24 December 2015

Application for Religious Exemption Is Increasing

Religious Schools
Schools have finally found a way to get rid of incessant and annoying clamor of gays for special treatment after dozens of colleges have sought exemptions from federal prohibitions against academic privilege to screen unwanted students. Several schools have religious principles that bans acceptance on the basis of gender identity and sexual orientation and the waivers are needed to protect school policies consistent with their faith.

The government has granted more than 30 of these requests since 2013, the Human Rights Campaign said in a report released on 18 December. The schools that obtained religious waivers from the anti-discrimination law known as Title IX ranged from Baptist-affiliated Anderson University in South Carolina to Quaker-affiliated George Fox University in Oregon.

Enacted in 1972, Title IX prohibits discrimination on the basis of sex at any school that receives federal funding. But it contains an exception for any educational institution controlled by a religious organization if enforcement of the law conflicts with “the religious tenets” of the organization.

*****

PROBLEM TO WORK ON — Write out everything from "Religious Schools" down to "University in Oregon." in the article on Title IX religious exemptions, word for word.

*****

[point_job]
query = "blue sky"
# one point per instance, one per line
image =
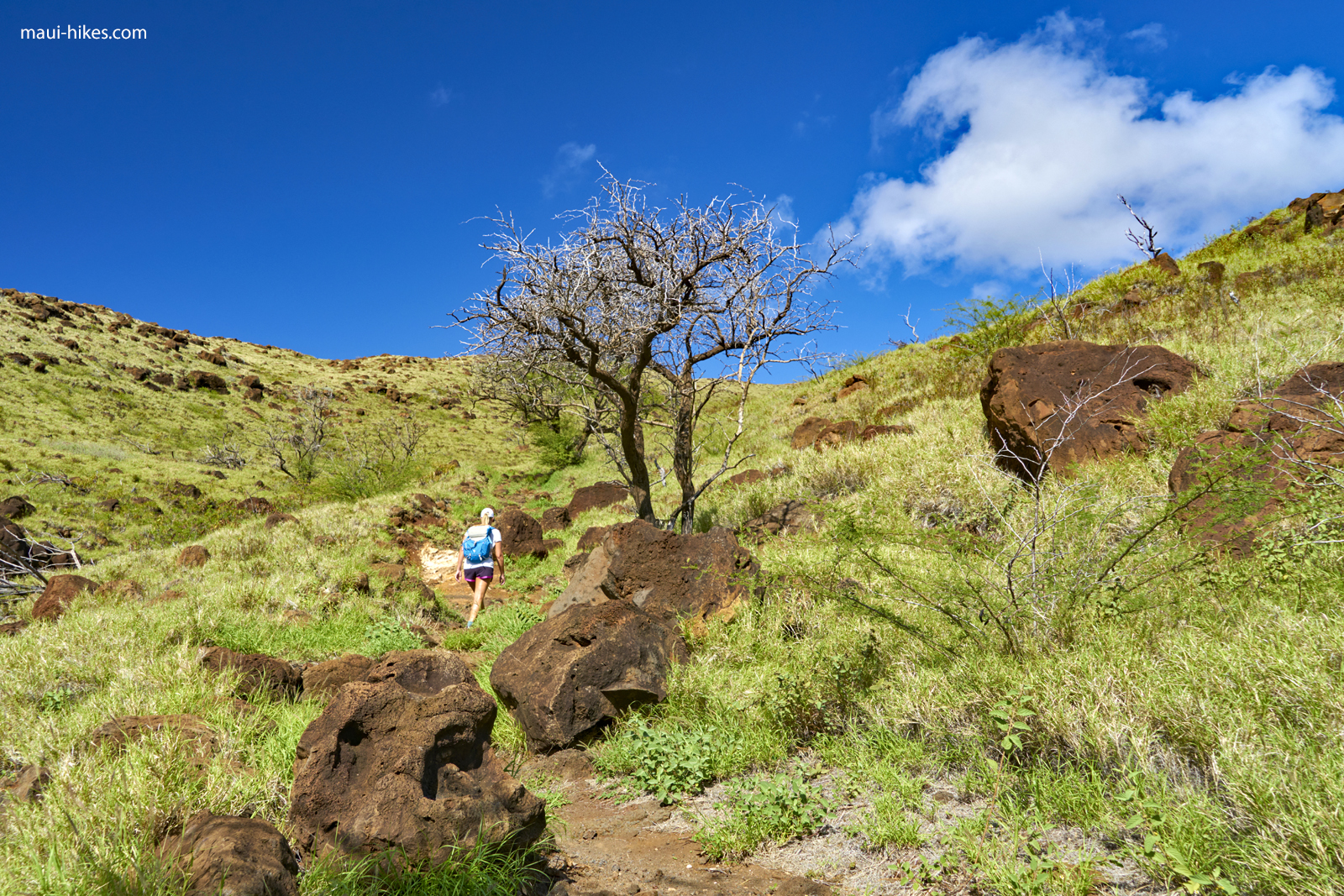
(306, 175)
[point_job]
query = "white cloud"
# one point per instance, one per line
(1151, 36)
(1046, 136)
(569, 160)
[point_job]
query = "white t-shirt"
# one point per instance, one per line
(479, 532)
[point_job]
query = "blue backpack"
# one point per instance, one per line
(479, 550)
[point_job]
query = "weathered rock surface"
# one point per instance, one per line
(1057, 405)
(790, 516)
(403, 761)
(194, 555)
(595, 497)
(1242, 476)
(578, 671)
(255, 672)
(323, 680)
(60, 594)
(232, 856)
(521, 535)
(665, 574)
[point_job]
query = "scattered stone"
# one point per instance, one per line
(60, 594)
(665, 574)
(255, 672)
(194, 555)
(575, 672)
(593, 537)
(17, 506)
(746, 477)
(232, 856)
(557, 517)
(790, 516)
(403, 762)
(1166, 264)
(192, 731)
(1057, 405)
(255, 504)
(808, 432)
(595, 497)
(1268, 452)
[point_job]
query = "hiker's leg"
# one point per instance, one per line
(477, 598)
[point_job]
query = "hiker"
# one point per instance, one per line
(477, 560)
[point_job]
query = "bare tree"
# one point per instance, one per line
(1147, 244)
(644, 315)
(295, 446)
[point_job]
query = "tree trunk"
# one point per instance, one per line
(683, 449)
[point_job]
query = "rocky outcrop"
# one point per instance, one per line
(60, 594)
(232, 856)
(521, 535)
(403, 762)
(1058, 405)
(595, 497)
(665, 574)
(575, 672)
(255, 672)
(323, 680)
(1236, 481)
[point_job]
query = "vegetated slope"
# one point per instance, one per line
(1187, 719)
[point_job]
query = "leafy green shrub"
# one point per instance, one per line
(768, 808)
(667, 762)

*****

RESULT OF THIS TASK —
Religious Schools
Schools have finally found a way to get rid of incessant and annoying clamor of gays for special treatment after dozens of colleges have sought exemptions from federal prohibitions against academic privilege to screen unwanted students. Several schools have religious principles that bans acceptance on the basis of gender identity and sexual orientation and the waivers are needed to protect school policies consistent with their faith.

The government has granted more than 30 of these requests since 2013, the Human Rights Campaign said in a report released on 18 December. The schools that obtained religious waivers from the anti-discrimination law known as Title IX ranged from Baptist-affiliated Anderson University in South Carolina to Quaker-affiliated George Fox University in Oregon.